- [BACAAN PILIHAN]
------------------------------------------------

Senin, 15 September 2014

Gravitasi Gede

.: Jalan Menuju Puncak Gunung Gede via Gunung Putri :.

Setiap kali akan melakukan sesuatu yang membuat senang hati, perasaan saya selalu berdebar-debar dan bersemangat menyambut hari pelaksanaan itu tiba. Adrenalin saya meningkat. Animo untuk menyelesaikan pekerjaan seakan-akan bertambah, jika tak layak dikatakan meluap-luap. Sementara saya merasakan gejolak tersebut sebagai sebuah dorongan impulsif alamiah untuk mengawetkan masa muda, orang-orang di sekitar justru berasumsi bahwa saya sedang kehabisan 'obat' sehingga harus kelihatan 'kumat' (kambuh) dengan melakukan sesuatu yang berada di luar lingkaran pemikiran normal mereka.

------------------------------------------------

- [DATA YANG DIBERIKAN]

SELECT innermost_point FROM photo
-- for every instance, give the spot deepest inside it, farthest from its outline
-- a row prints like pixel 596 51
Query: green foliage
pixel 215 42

------------------------------------------------

- [TUGAS YANG DIBERIKAN] Lanjutkan tulisan tentang jalan menuju puncak Gunung Gede lewat Gunung Putri, mulai tepat setelah kalimat terakhirnya.

- [JAWABAN LATIHAN]
Kali ini, yang membuat saya bersemangat adalah rencana untuk naik gunung kembali. Sepertinya sudah terlalu lama sejak pendakian saya terakhir kalinya dua tahun lalu. Saya merasa perlu untuk menyiapkan segala sesuatunya agak lebih serius. Bayangkan, tahun ini saja, dua ajakan mendaki gunung saya tepis dengan berat hati dan penuh doa supaya dapat terganti di tahun-tahun mendatang.

.: [Welcome Home] Hutan Rindang TN Gede Pangrango :.
Tawaran pertama adalah mendaki Rinjani. Mendaki gunung tertinggi ketiga di nusantara ini harus rela saya tunda karena rencana cuti yang tidak tepat. Saya harus berbesar hati untuk tidak mengambil cuti agar teman-teman kantor yang tidak cuti lebaran bisa liburan. Sedangkan tawaran kedua yaitu mendaki Semeru. Impian menjejak titik tertinggi di Jawadwipa ini harus saya tunda dengan ikhlas karena memang jadwal mendakinya tepat saat saya merayakan Idul Fitri bersama keluarga. Bunuh diri namanya kalau saya berani absen menampakkan batang hidung saat lebaran, apalagi dengan alasan mau naik gunung.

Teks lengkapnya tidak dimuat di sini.